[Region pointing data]
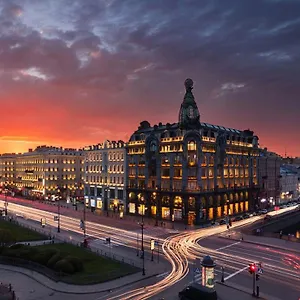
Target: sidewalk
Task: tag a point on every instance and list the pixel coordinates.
(227, 291)
(262, 241)
(80, 289)
(113, 220)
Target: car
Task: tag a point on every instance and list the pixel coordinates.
(268, 218)
(238, 218)
(196, 291)
(222, 222)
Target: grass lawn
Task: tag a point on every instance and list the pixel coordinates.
(21, 234)
(96, 268)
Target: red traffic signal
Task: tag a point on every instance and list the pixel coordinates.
(252, 268)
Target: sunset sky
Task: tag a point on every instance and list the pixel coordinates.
(77, 72)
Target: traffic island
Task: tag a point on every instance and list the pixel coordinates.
(66, 263)
(11, 232)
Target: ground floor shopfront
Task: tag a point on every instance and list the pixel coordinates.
(189, 208)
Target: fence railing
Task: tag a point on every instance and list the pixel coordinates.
(109, 253)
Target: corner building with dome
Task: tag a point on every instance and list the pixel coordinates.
(189, 171)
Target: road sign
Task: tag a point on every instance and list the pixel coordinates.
(197, 271)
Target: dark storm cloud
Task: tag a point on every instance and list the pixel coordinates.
(244, 56)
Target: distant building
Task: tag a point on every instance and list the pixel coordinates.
(7, 169)
(191, 171)
(105, 176)
(290, 182)
(46, 171)
(269, 178)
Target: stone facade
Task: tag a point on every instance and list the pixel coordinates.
(105, 176)
(7, 168)
(191, 171)
(269, 178)
(43, 171)
(290, 183)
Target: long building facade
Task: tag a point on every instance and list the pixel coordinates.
(269, 178)
(7, 169)
(105, 176)
(46, 171)
(191, 171)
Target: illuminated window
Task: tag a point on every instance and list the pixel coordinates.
(192, 146)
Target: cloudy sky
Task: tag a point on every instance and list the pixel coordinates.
(76, 72)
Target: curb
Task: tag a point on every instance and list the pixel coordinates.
(77, 293)
(240, 289)
(260, 244)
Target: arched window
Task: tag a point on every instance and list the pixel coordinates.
(153, 146)
(192, 146)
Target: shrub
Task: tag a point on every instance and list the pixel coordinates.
(17, 246)
(75, 262)
(64, 266)
(6, 236)
(27, 252)
(53, 260)
(42, 257)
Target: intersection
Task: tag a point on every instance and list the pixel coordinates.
(280, 268)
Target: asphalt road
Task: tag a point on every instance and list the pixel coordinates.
(281, 269)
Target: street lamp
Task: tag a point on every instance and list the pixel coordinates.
(84, 219)
(58, 211)
(106, 201)
(142, 227)
(5, 198)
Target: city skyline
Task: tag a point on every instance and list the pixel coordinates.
(75, 73)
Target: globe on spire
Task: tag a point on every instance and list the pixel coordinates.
(189, 117)
(188, 84)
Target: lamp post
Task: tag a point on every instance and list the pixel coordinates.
(142, 227)
(5, 198)
(106, 201)
(58, 211)
(208, 266)
(84, 219)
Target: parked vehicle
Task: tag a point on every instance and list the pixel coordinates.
(196, 292)
(238, 218)
(222, 222)
(268, 218)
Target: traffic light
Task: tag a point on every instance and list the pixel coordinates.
(251, 268)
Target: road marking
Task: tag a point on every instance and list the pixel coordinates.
(162, 275)
(228, 246)
(235, 273)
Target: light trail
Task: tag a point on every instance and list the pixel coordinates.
(178, 249)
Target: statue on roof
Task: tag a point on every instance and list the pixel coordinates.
(189, 117)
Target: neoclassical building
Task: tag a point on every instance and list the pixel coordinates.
(190, 171)
(105, 176)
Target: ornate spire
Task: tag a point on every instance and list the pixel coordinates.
(189, 117)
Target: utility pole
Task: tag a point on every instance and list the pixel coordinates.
(58, 211)
(84, 219)
(5, 198)
(143, 252)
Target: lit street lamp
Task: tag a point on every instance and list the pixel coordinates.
(142, 227)
(58, 211)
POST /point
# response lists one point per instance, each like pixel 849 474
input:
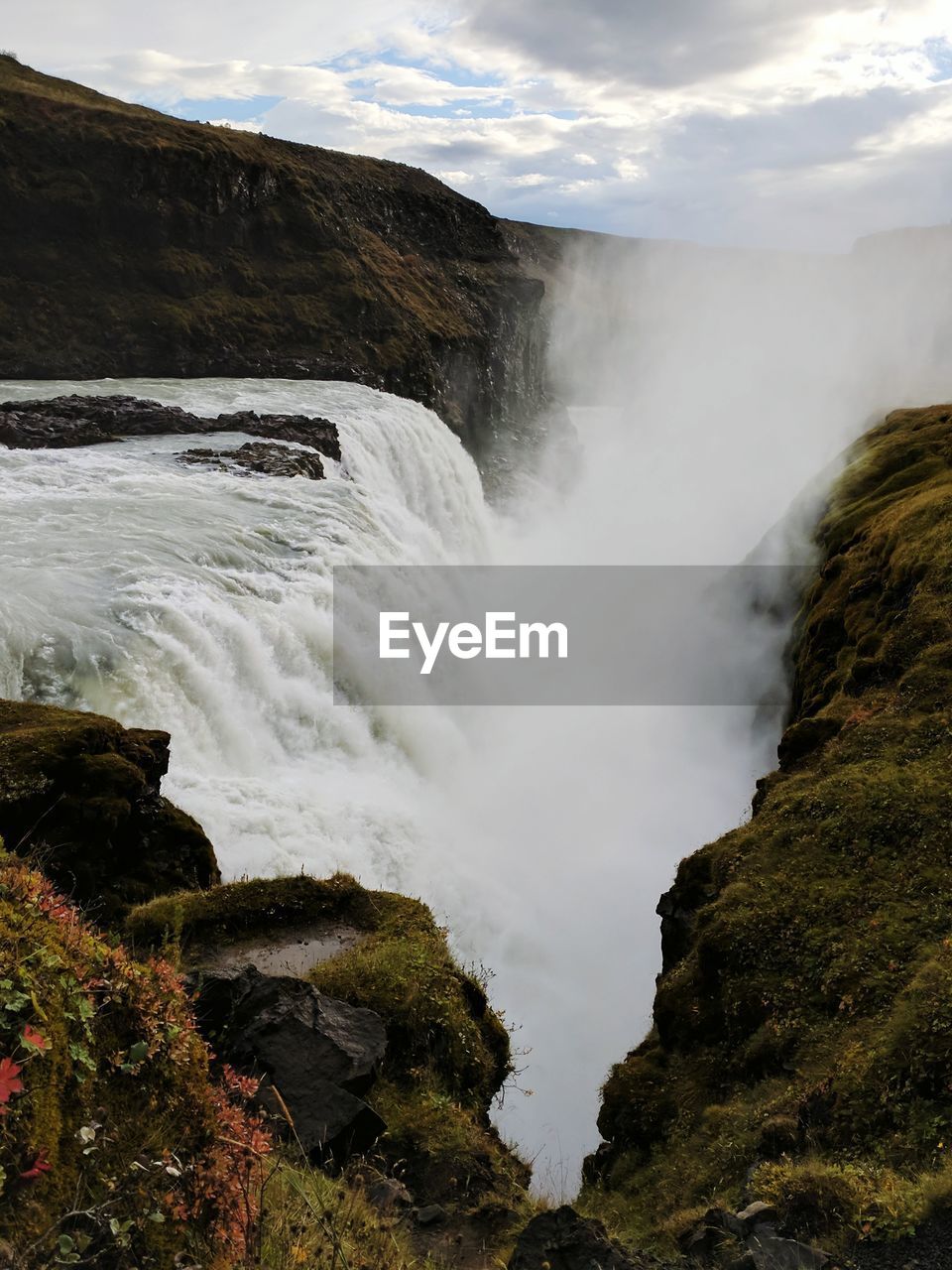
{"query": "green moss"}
pixel 447 1051
pixel 805 1030
pixel 211 250
pixel 80 794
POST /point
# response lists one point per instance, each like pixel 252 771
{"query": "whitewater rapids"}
pixel 198 601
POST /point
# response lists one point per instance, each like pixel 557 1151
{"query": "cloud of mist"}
pixel 714 393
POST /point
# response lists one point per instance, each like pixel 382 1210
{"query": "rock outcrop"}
pixel 801 1052
pixel 561 1239
pixel 81 795
pixel 136 244
pixel 316 1057
pixel 264 457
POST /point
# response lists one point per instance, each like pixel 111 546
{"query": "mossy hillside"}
pixel 139 244
pixel 802 1039
pixel 117 1146
pixel 81 794
pixel 447 1051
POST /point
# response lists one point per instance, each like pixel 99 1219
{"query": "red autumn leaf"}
pixel 35 1040
pixel 9 1082
pixel 40 1166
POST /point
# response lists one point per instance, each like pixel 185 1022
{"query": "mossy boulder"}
pixel 80 794
pixel 447 1049
pixel 802 1042
pixel 136 244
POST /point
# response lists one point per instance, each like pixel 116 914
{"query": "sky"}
pixel 749 122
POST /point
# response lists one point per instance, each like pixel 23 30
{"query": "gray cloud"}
pixel 655 44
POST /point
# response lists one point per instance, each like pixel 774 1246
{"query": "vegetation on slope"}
pixel 447 1051
pixel 139 244
pixel 80 793
pixel 117 1144
pixel 801 1049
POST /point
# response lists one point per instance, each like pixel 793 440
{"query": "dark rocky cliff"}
pixel 801 1051
pixel 135 244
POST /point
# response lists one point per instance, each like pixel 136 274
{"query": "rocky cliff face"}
pixel 801 1051
pixel 137 244
pixel 81 794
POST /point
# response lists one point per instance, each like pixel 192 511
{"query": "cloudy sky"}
pixel 761 122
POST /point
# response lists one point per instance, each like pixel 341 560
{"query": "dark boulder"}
pixel 80 793
pixel 749 1238
pixel 316 1056
pixel 266 457
pixel 302 429
pixel 561 1239
pixel 66 422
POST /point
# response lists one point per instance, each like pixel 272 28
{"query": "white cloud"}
pixel 758 121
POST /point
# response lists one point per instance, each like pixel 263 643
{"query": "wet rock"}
pixel 803 737
pixel 389 1196
pixel 716 1228
pixel 562 1239
pixel 431 1214
pixel 270 458
pixel 82 794
pixel 774 1252
pixel 67 422
pixel 753 1238
pixel 301 429
pixel 758 1213
pixel 316 1055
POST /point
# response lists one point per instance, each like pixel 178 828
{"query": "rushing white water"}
pixel 198 601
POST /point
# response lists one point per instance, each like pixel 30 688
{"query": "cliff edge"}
pixel 801 1052
pixel 136 244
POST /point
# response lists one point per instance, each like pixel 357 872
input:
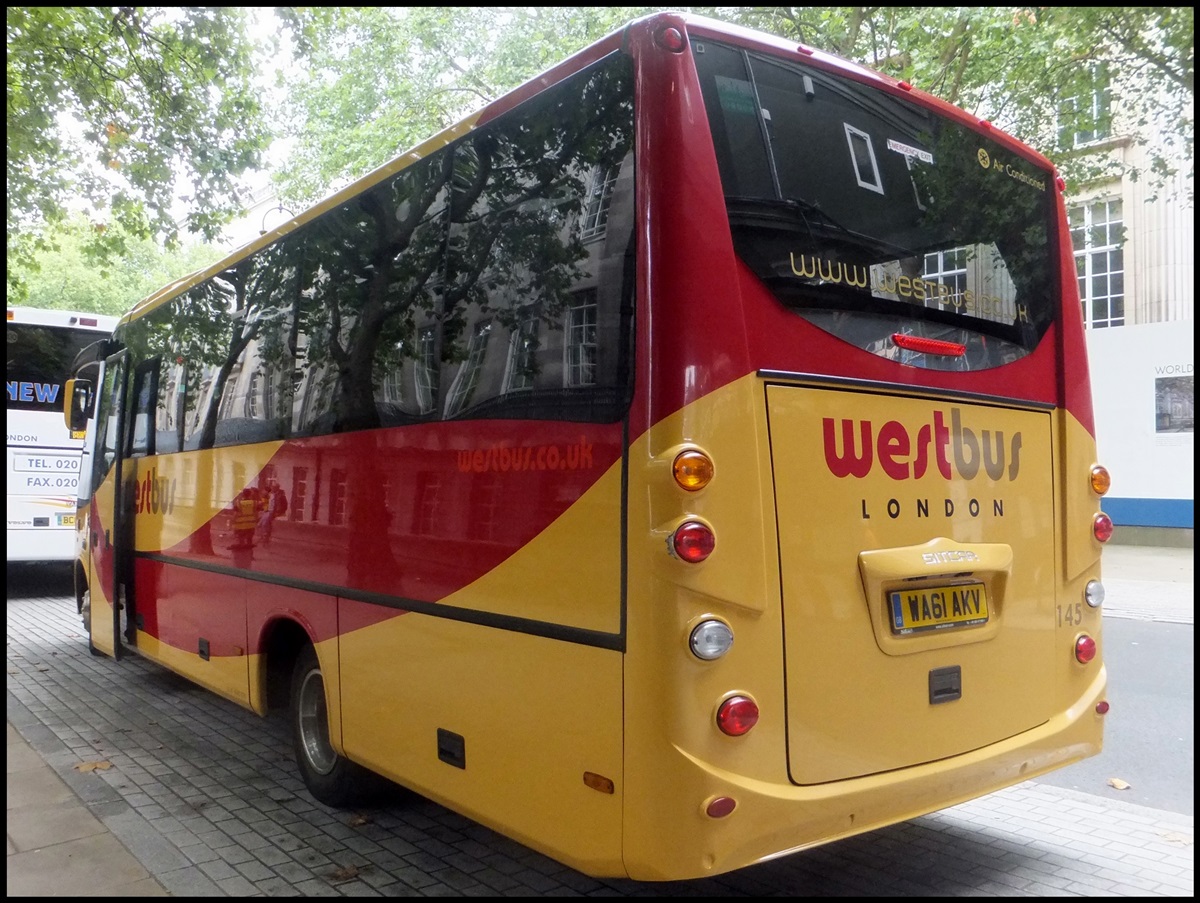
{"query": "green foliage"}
pixel 61 276
pixel 129 113
pixel 383 79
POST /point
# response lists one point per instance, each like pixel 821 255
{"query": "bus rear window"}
pixel 873 216
pixel 39 363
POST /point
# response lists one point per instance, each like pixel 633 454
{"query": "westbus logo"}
pixel 855 448
pixel 155 495
pixel 535 458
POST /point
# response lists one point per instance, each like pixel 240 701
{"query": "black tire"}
pixel 330 777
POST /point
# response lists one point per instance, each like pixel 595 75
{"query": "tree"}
pixel 143 115
pixel 61 276
pixel 383 79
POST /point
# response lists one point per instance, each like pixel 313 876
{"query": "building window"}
pixel 1097 234
pixel 337 486
pixel 1085 114
pixel 299 492
pixel 947 268
pixel 595 207
pixel 581 341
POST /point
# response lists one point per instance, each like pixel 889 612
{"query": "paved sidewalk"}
pixel 77 827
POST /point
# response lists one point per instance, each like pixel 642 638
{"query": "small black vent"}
pixel 945 685
pixel 451 748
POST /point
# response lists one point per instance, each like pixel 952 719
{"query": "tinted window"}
pixel 870 215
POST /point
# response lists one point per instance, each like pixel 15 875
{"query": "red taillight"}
pixel 720 807
pixel 928 346
pixel 693 542
pixel 737 715
pixel 1085 649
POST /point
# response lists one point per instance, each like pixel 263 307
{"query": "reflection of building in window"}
pixel 519 372
pixel 485 507
pixel 393 387
pixel 948 268
pixel 1086 114
pixel 1097 234
pixel 299 492
pixel 429 485
pixel 465 383
pixel 227 392
pixel 337 497
pixel 581 340
pixel 425 369
pixel 862 155
pixel 253 407
pixel 1175 404
pixel 595 209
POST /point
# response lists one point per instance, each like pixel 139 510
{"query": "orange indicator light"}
pixel 693 470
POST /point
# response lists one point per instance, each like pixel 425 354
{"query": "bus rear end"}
pixel 43 455
pixel 881 594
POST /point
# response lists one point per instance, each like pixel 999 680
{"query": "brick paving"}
pixel 207 799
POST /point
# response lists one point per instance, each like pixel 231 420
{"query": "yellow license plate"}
pixel 937 608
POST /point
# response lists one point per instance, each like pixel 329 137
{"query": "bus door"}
pixel 111 521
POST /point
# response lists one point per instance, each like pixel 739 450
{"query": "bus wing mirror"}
pixel 78 404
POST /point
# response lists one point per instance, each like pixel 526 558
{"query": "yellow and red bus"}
pixel 683 461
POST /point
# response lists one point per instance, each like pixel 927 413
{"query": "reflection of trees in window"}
pixel 468 374
pixel 581 340
pixel 521 365
pixel 1097 233
pixel 1175 404
pixel 348 321
pixel 599 197
pixel 427 369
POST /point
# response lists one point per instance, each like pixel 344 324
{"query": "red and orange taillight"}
pixel 1102 524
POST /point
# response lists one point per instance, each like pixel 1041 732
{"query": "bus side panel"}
pixel 195 623
pixel 533 715
pixel 499 725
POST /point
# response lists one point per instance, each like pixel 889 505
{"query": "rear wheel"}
pixel 329 776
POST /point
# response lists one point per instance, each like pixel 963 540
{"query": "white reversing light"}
pixel 711 639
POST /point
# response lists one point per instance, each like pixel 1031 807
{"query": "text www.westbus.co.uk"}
pixel 575 456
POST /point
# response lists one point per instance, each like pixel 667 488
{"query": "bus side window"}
pixel 145 399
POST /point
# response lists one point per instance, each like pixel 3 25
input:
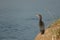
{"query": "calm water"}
pixel 18 20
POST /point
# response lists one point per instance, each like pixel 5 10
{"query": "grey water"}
pixel 20 22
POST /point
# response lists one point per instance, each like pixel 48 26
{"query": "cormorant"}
pixel 41 24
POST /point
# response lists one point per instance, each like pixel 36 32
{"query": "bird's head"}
pixel 39 16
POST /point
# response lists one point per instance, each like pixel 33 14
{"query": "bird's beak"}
pixel 37 15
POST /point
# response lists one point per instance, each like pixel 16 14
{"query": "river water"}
pixel 22 24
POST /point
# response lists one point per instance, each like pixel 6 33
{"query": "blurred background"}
pixel 18 20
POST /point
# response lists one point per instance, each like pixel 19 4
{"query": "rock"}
pixel 51 33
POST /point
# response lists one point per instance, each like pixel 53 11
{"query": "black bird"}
pixel 41 24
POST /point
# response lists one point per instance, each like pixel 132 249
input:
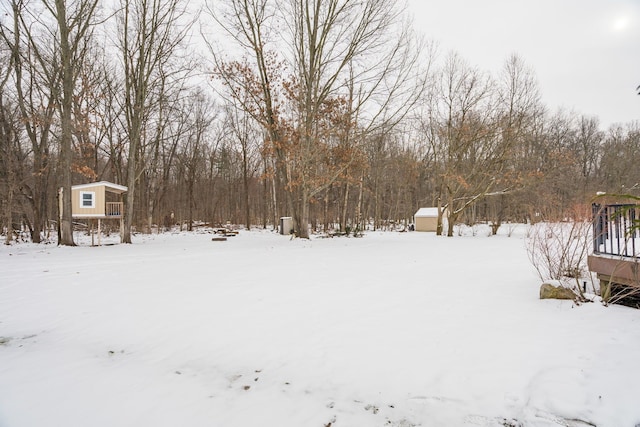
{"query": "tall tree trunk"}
pixel 66 226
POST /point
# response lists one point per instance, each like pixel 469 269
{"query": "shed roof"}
pixel 427 212
pixel 114 188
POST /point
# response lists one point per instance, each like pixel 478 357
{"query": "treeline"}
pixel 330 111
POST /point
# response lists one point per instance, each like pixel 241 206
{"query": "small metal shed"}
pixel 426 219
pixel 98 200
pixel 286 225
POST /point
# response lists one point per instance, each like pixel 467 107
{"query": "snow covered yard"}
pixel 392 329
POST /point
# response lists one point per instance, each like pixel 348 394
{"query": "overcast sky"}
pixel 585 53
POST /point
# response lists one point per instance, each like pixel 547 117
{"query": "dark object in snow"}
pixel 548 291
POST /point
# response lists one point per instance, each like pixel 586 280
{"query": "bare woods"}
pixel 333 112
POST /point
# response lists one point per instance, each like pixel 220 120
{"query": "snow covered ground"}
pixel 392 329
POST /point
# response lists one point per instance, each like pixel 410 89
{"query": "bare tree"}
pixel 150 34
pixel 469 154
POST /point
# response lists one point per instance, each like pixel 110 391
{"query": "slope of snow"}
pixel 392 329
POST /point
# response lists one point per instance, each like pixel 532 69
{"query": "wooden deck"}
pixel 624 271
pixel 616 246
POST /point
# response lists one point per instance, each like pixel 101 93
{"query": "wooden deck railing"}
pixel 615 230
pixel 114 209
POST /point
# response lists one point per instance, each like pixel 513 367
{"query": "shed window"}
pixel 87 199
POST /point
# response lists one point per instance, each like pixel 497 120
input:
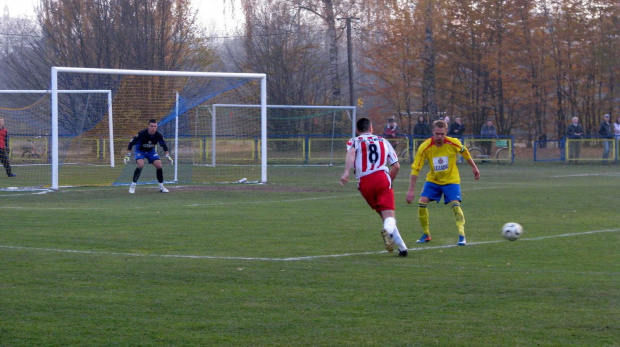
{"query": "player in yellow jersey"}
pixel 443 178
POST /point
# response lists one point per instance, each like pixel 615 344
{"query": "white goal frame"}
pixel 55 91
pixel 79 91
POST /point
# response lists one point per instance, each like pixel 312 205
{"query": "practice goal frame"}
pixel 55 71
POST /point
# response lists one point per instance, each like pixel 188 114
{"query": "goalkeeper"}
pixel 145 143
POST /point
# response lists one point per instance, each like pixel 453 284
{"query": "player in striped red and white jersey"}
pixel 370 155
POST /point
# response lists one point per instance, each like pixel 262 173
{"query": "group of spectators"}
pixel 606 130
pixel 423 130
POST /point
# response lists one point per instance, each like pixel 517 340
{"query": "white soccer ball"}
pixel 512 231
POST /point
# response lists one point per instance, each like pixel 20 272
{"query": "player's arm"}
pixel 348 164
pixel 472 163
pixel 411 191
pixel 394 168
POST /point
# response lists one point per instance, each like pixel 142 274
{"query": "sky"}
pixel 209 11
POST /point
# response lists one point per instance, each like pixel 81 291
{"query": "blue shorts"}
pixel 151 155
pixel 434 192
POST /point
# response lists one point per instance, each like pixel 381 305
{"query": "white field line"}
pixel 181 256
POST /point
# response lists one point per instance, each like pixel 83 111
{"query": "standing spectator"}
pixel 146 142
pixel 488 131
pixel 4 149
pixel 574 131
pixel 421 130
pixel 391 132
pixel 457 129
pixel 369 155
pixel 443 178
pixel 606 132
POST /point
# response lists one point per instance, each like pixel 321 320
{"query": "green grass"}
pixel 299 261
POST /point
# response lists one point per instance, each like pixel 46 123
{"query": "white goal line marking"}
pixel 180 256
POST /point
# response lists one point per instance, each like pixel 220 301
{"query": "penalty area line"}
pixel 181 256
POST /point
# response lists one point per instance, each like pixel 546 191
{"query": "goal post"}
pixel 157 89
pixel 27 114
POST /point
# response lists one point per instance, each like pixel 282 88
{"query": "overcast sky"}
pixel 209 11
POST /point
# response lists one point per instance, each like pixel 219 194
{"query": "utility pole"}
pixel 352 101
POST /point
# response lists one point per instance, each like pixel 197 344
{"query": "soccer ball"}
pixel 512 231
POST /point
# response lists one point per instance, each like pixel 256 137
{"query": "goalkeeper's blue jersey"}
pixel 146 142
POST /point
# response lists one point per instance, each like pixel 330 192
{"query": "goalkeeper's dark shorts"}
pixel 151 155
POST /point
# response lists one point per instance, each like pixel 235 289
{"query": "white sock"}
pixel 389 224
pixel 398 240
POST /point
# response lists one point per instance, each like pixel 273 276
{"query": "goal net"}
pixel 27 118
pixel 296 134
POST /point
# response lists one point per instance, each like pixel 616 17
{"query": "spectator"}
pixel 457 129
pixel 488 131
pixel 4 149
pixel 606 132
pixel 574 131
pixel 391 132
pixel 421 130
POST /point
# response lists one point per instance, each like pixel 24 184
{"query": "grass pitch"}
pixel 300 262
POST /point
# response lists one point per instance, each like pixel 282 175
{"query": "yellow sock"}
pixel 423 214
pixel 459 217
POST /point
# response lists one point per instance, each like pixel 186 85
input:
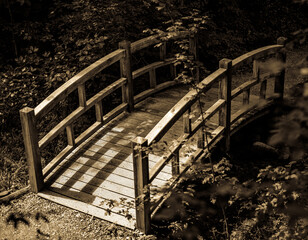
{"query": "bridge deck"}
pixel 100 171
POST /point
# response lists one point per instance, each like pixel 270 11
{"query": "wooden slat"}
pixel 177 111
pixel 78 112
pixel 53 99
pixel 255 54
pixel 30 137
pixel 247 85
pixel 70 135
pixel 152 66
pixel 66 151
pixel 146 42
pixel 82 95
pixel 147 93
pixel 86 208
pixel 99 111
pixel 152 73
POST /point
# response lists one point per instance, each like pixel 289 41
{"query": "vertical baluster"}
pixel 201 138
pixel 225 93
pixel 141 183
pixel 99 111
pixel 82 95
pixel 126 71
pixel 193 50
pixel 176 164
pixel 163 51
pixel 70 135
pixel 152 78
pixel 246 95
pixel 187 121
pixel 279 79
pixel 30 136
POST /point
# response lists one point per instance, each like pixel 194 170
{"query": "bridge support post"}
pixel 126 72
pixel 225 93
pixel 279 79
pixel 30 136
pixel 141 183
pixel 193 50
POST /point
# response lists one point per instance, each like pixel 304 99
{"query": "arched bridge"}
pixel 111 169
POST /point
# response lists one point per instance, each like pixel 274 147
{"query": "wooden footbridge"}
pixel 111 170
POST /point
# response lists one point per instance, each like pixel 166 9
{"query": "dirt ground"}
pixel 38 218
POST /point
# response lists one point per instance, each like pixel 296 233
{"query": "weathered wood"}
pixel 141 182
pixel 187 121
pixel 152 66
pixel 147 93
pixel 201 138
pixel 246 94
pixel 177 111
pixel 176 164
pixel 30 136
pixel 263 87
pixel 70 135
pixel 99 111
pixel 244 87
pixel 225 93
pixel 78 112
pixel 193 50
pixel 163 51
pixel 82 95
pixel 281 58
pixel 87 208
pixel 126 71
pixel 54 98
pixel 255 54
pixel 152 78
pixel 146 42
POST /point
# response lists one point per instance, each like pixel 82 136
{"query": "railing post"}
pixel 279 79
pixel 30 136
pixel 126 71
pixel 141 183
pixel 187 121
pixel 175 165
pixel 225 93
pixel 193 50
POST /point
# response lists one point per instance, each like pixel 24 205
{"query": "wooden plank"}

◆ What needs to be done
Which lines in the records above contain the string "lamp"? Copy each one.

◆ Result below
Target: street lamp
Target: lamp post
Target: lit street lamp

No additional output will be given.